▶ [What needs to be done]: The data below should be restated word for word, with every picture omitted.

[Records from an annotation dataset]

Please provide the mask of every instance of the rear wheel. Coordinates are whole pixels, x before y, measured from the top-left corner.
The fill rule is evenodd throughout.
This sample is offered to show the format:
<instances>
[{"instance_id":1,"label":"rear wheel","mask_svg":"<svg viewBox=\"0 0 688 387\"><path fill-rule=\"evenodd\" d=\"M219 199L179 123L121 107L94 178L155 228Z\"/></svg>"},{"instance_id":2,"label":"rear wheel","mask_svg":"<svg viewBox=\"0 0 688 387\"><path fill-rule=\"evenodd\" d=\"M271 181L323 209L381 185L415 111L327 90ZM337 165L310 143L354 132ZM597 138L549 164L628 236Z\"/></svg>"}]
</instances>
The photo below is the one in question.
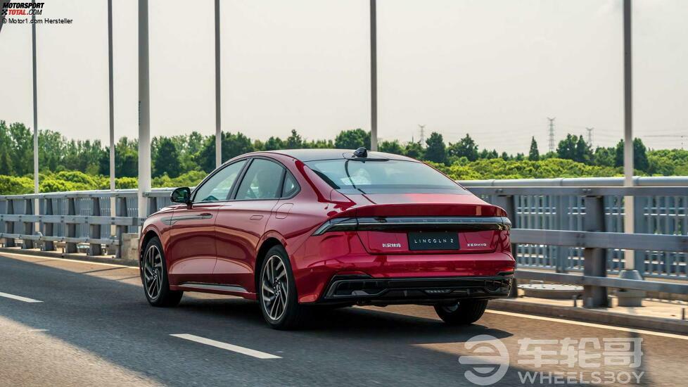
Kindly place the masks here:
<instances>
[{"instance_id":1,"label":"rear wheel","mask_svg":"<svg viewBox=\"0 0 688 387\"><path fill-rule=\"evenodd\" d=\"M306 307L298 303L294 276L281 246L265 255L258 277L258 302L265 321L275 329L293 329L304 320Z\"/></svg>"},{"instance_id":2,"label":"rear wheel","mask_svg":"<svg viewBox=\"0 0 688 387\"><path fill-rule=\"evenodd\" d=\"M464 325L479 320L487 307L487 300L464 300L457 304L436 305L435 311L447 324Z\"/></svg>"},{"instance_id":3,"label":"rear wheel","mask_svg":"<svg viewBox=\"0 0 688 387\"><path fill-rule=\"evenodd\" d=\"M170 290L167 265L163 246L157 236L146 244L141 262L141 279L144 283L146 298L153 306L177 306L184 295L183 291Z\"/></svg>"}]
</instances>

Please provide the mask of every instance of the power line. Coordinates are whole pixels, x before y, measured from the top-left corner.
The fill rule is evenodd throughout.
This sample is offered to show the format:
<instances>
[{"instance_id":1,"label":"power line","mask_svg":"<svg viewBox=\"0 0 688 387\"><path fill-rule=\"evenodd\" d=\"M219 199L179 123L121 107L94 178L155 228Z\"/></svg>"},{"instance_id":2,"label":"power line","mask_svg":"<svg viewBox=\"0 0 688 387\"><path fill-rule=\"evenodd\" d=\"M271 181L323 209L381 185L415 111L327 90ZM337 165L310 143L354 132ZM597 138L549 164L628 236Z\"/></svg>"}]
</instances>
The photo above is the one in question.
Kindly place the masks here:
<instances>
[{"instance_id":1,"label":"power line","mask_svg":"<svg viewBox=\"0 0 688 387\"><path fill-rule=\"evenodd\" d=\"M554 151L554 120L556 118L549 118L547 117L547 120L549 120L549 151Z\"/></svg>"},{"instance_id":2,"label":"power line","mask_svg":"<svg viewBox=\"0 0 688 387\"><path fill-rule=\"evenodd\" d=\"M677 139L677 138L681 139L681 149L683 149L684 143L685 142L686 137L688 137L688 135L686 135L686 134L649 134L649 135L645 136L645 137L669 137L669 138L673 138L673 139Z\"/></svg>"}]
</instances>

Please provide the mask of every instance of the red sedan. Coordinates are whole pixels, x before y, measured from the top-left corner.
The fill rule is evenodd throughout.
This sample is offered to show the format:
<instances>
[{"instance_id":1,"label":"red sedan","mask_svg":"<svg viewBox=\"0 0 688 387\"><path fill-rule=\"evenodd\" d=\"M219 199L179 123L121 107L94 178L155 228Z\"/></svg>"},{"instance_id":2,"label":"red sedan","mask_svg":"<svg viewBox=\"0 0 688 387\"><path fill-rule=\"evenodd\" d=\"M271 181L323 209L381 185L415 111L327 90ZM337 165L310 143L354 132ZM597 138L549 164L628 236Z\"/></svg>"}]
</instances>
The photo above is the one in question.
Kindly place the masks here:
<instances>
[{"instance_id":1,"label":"red sedan","mask_svg":"<svg viewBox=\"0 0 688 387\"><path fill-rule=\"evenodd\" d=\"M277 329L319 305L431 305L447 323L471 324L511 285L504 211L404 156L248 153L172 201L141 234L154 306L188 291L257 300Z\"/></svg>"}]
</instances>

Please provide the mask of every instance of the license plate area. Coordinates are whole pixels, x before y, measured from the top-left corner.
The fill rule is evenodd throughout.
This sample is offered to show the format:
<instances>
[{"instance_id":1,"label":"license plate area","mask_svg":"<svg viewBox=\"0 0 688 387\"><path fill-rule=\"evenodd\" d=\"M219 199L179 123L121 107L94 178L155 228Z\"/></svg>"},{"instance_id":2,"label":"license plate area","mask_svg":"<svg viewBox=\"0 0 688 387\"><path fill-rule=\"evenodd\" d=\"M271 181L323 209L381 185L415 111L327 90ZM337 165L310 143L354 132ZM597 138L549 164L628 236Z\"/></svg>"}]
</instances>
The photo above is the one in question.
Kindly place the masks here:
<instances>
[{"instance_id":1,"label":"license plate area","mask_svg":"<svg viewBox=\"0 0 688 387\"><path fill-rule=\"evenodd\" d=\"M409 250L459 250L457 232L409 232Z\"/></svg>"}]
</instances>

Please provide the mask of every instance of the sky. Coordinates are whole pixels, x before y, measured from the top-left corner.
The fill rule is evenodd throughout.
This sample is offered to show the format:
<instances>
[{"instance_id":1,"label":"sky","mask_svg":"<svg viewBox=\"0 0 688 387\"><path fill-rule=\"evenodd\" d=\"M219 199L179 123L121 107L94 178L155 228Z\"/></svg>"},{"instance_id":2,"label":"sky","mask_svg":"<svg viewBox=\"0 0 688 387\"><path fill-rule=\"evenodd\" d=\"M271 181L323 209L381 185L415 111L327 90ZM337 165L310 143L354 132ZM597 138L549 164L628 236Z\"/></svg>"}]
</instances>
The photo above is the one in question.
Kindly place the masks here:
<instances>
[{"instance_id":1,"label":"sky","mask_svg":"<svg viewBox=\"0 0 688 387\"><path fill-rule=\"evenodd\" d=\"M107 1L45 0L38 127L108 139ZM369 0L221 0L223 130L370 129ZM137 4L113 0L115 137L137 137ZM633 1L634 130L688 148L688 1ZM378 137L528 152L623 137L621 0L378 0ZM153 136L215 132L213 1L150 0ZM32 126L31 29L0 32L0 120ZM685 136L682 139L680 135ZM587 138L587 137L586 137Z\"/></svg>"}]
</instances>

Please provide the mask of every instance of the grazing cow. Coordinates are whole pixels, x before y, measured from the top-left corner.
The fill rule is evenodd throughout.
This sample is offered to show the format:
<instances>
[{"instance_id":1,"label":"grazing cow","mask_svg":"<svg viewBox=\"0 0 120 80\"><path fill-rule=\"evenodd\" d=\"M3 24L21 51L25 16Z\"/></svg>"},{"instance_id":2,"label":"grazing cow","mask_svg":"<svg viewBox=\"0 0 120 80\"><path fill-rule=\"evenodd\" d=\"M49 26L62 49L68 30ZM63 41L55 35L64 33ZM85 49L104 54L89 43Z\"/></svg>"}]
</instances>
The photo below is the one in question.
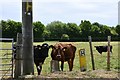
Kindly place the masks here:
<instances>
[{"instance_id":1,"label":"grazing cow","mask_svg":"<svg viewBox=\"0 0 120 80\"><path fill-rule=\"evenodd\" d=\"M48 57L49 48L50 46L47 43L42 44L42 46L34 46L34 63L36 65L38 75L41 73L42 64L46 57Z\"/></svg>"},{"instance_id":2,"label":"grazing cow","mask_svg":"<svg viewBox=\"0 0 120 80\"><path fill-rule=\"evenodd\" d=\"M69 65L69 71L72 71L73 61L75 58L76 47L72 44L58 43L52 46L51 57L52 60L61 61L61 70L63 71L64 62L67 61Z\"/></svg>"},{"instance_id":3,"label":"grazing cow","mask_svg":"<svg viewBox=\"0 0 120 80\"><path fill-rule=\"evenodd\" d=\"M108 46L95 46L95 48L100 54L108 51ZM110 46L110 52L112 53L112 46Z\"/></svg>"}]
</instances>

▶ [Exercise answer]:
Please provide the mask of every instance of the rear wheel. Coordinates are whole pixels, x before y, measured from the top-left corner.
The fill rule is evenodd throughout.
This sample is offered to show the format:
<instances>
[{"instance_id":1,"label":"rear wheel","mask_svg":"<svg viewBox=\"0 0 688 387\"><path fill-rule=\"evenodd\" d=\"M219 199L179 123L121 107L94 178L155 228Z\"/></svg>"},{"instance_id":2,"label":"rear wheel","mask_svg":"<svg viewBox=\"0 0 688 387\"><path fill-rule=\"evenodd\" d=\"M271 181L323 209L381 185L415 111L327 90ZM337 165L310 143L354 132ZM597 138L549 164L628 236Z\"/></svg>"}]
</instances>
The photo below is the one in question.
Kindly place the masks here:
<instances>
[{"instance_id":1,"label":"rear wheel","mask_svg":"<svg viewBox=\"0 0 688 387\"><path fill-rule=\"evenodd\" d=\"M306 307L298 303L294 276L281 246L265 255L258 277L258 302L265 321L275 329L293 329L304 320Z\"/></svg>"},{"instance_id":2,"label":"rear wheel","mask_svg":"<svg viewBox=\"0 0 688 387\"><path fill-rule=\"evenodd\" d=\"M464 325L479 320L487 307L487 300L464 300L457 304L436 305L435 311L447 324Z\"/></svg>"},{"instance_id":3,"label":"rear wheel","mask_svg":"<svg viewBox=\"0 0 688 387\"><path fill-rule=\"evenodd\" d=\"M170 290L167 265L163 246L157 236L146 244L141 262L141 279L144 283L146 298L153 306L177 306L184 295L183 291Z\"/></svg>"}]
</instances>

Please provide the mask of every instance of the power line. Coordinates are whole pixels, x before y, measured from the top-left corner.
The fill rule is evenodd throughout.
This sample is offered to show the format:
<instances>
[{"instance_id":1,"label":"power line","mask_svg":"<svg viewBox=\"0 0 688 387\"><path fill-rule=\"evenodd\" d=\"M219 199L179 123L121 107L94 178L155 228Z\"/></svg>"},{"instance_id":2,"label":"power line","mask_svg":"<svg viewBox=\"0 0 688 387\"><path fill-rule=\"evenodd\" d=\"M271 181L323 209L381 185L415 111L327 90ZM337 165L310 143L354 132ZM597 138L549 164L628 236Z\"/></svg>"}]
</instances>
The photo above is the one in question.
Kindly place the masks here:
<instances>
[{"instance_id":1,"label":"power line","mask_svg":"<svg viewBox=\"0 0 688 387\"><path fill-rule=\"evenodd\" d=\"M554 151L554 120L556 118L549 118L547 117L547 120L549 120L549 151Z\"/></svg>"},{"instance_id":2,"label":"power line","mask_svg":"<svg viewBox=\"0 0 688 387\"><path fill-rule=\"evenodd\" d=\"M677 139L677 138L681 139L681 149L683 149L684 143L685 142L686 137L688 137L688 135L686 135L686 134L649 134L649 135L645 136L645 137L669 137L669 138L673 138L673 139Z\"/></svg>"}]
</instances>

Please provide the mask of every instance of the red sedan. Coordinates are whole pixels, x before y, measured from the top-left corner.
The fill rule is evenodd throughout.
This sample is offered to show the format:
<instances>
[{"instance_id":1,"label":"red sedan","mask_svg":"<svg viewBox=\"0 0 688 387\"><path fill-rule=\"evenodd\" d=\"M219 199L179 123L121 107L94 178L155 228Z\"/></svg>"},{"instance_id":2,"label":"red sedan","mask_svg":"<svg viewBox=\"0 0 688 387\"><path fill-rule=\"evenodd\" d=\"M271 181L323 209L381 185L415 111L327 90ZM337 165L310 143L354 132ZM597 138L549 164L628 236Z\"/></svg>"}]
</instances>
The photo above is the one in question.
Kindly place the masks here:
<instances>
[{"instance_id":1,"label":"red sedan","mask_svg":"<svg viewBox=\"0 0 688 387\"><path fill-rule=\"evenodd\" d=\"M277 329L319 305L431 305L447 323L471 324L511 285L504 211L404 156L248 153L172 201L141 234L154 306L188 291L257 300Z\"/></svg>"}]
</instances>

Please provide the mask of every instance of the license plate area. Coordinates are whole pixels, x before y, measured from the top-left corner.
The fill rule is evenodd throughout.
This sample is offered to show the format:
<instances>
[{"instance_id":1,"label":"license plate area","mask_svg":"<svg viewBox=\"0 0 688 387\"><path fill-rule=\"evenodd\" d=\"M219 199L179 123L121 107L94 178L155 228Z\"/></svg>"},{"instance_id":2,"label":"license plate area","mask_svg":"<svg viewBox=\"0 0 688 387\"><path fill-rule=\"evenodd\" d=\"M271 181L323 209L381 185L415 111L327 90ZM337 165L310 143L354 132ZM597 138L549 164L628 236Z\"/></svg>"}]
</instances>
The photo above is the one in question.
Kindly place the masks here:
<instances>
[{"instance_id":1,"label":"license plate area","mask_svg":"<svg viewBox=\"0 0 688 387\"><path fill-rule=\"evenodd\" d=\"M409 250L459 250L457 232L409 232Z\"/></svg>"}]
</instances>

Please provide the mask of every instance of the sky. Coordinates are whole pixels, x before y, measured from the top-left corner.
The fill rule is evenodd throughout.
This sample is offered to show the format:
<instances>
[{"instance_id":1,"label":"sky","mask_svg":"<svg viewBox=\"0 0 688 387\"><path fill-rule=\"evenodd\" d=\"M219 199L179 123L121 107L94 178L155 228Z\"/></svg>"},{"instance_id":2,"label":"sky","mask_svg":"<svg viewBox=\"0 0 688 387\"><path fill-rule=\"evenodd\" d=\"M271 181L323 209L381 185L415 111L327 90ZM337 165L310 143L354 132ZM597 138L549 164L628 236Z\"/></svg>"}]
</instances>
The photo above is the one in question.
Kindly place the masks here:
<instances>
[{"instance_id":1,"label":"sky","mask_svg":"<svg viewBox=\"0 0 688 387\"><path fill-rule=\"evenodd\" d=\"M107 1L45 0L38 127L108 139ZM369 0L221 0L223 130L370 129ZM137 4L113 0L115 137L137 137ZM633 1L634 130L688 148L688 1ZM378 137L528 152L623 137L621 0L378 0ZM153 136L215 132L213 1L150 0ZM32 126L31 29L0 32L0 120ZM685 136L682 139L680 135ZM587 138L587 137L586 137Z\"/></svg>"}]
</instances>

Please provide the mask of every instance of the grazing cow. Coordinates are whole pixels, x before y, measured from the top-left corner.
The fill rule is evenodd throughout.
This sample is offered to show the format:
<instances>
[{"instance_id":1,"label":"grazing cow","mask_svg":"<svg viewBox=\"0 0 120 80\"><path fill-rule=\"evenodd\" d=\"M3 24L21 51L25 16Z\"/></svg>"},{"instance_id":2,"label":"grazing cow","mask_svg":"<svg viewBox=\"0 0 120 80\"><path fill-rule=\"evenodd\" d=\"M49 26L62 49L68 30ZM63 41L55 35L64 33ZM85 49L104 54L89 43Z\"/></svg>"}]
</instances>
The photo below is the one in question.
Kindly place the masks here:
<instances>
[{"instance_id":1,"label":"grazing cow","mask_svg":"<svg viewBox=\"0 0 120 80\"><path fill-rule=\"evenodd\" d=\"M48 57L49 48L50 46L47 43L42 44L42 46L34 46L34 63L36 65L38 75L41 73L42 64L46 57Z\"/></svg>"},{"instance_id":2,"label":"grazing cow","mask_svg":"<svg viewBox=\"0 0 120 80\"><path fill-rule=\"evenodd\" d=\"M69 65L69 71L72 71L73 61L75 58L76 47L72 44L58 43L52 46L51 57L52 60L61 61L61 70L63 71L64 62L67 61Z\"/></svg>"},{"instance_id":3,"label":"grazing cow","mask_svg":"<svg viewBox=\"0 0 120 80\"><path fill-rule=\"evenodd\" d=\"M108 46L95 46L95 48L100 54L108 51ZM110 46L110 52L112 53L112 46Z\"/></svg>"}]
</instances>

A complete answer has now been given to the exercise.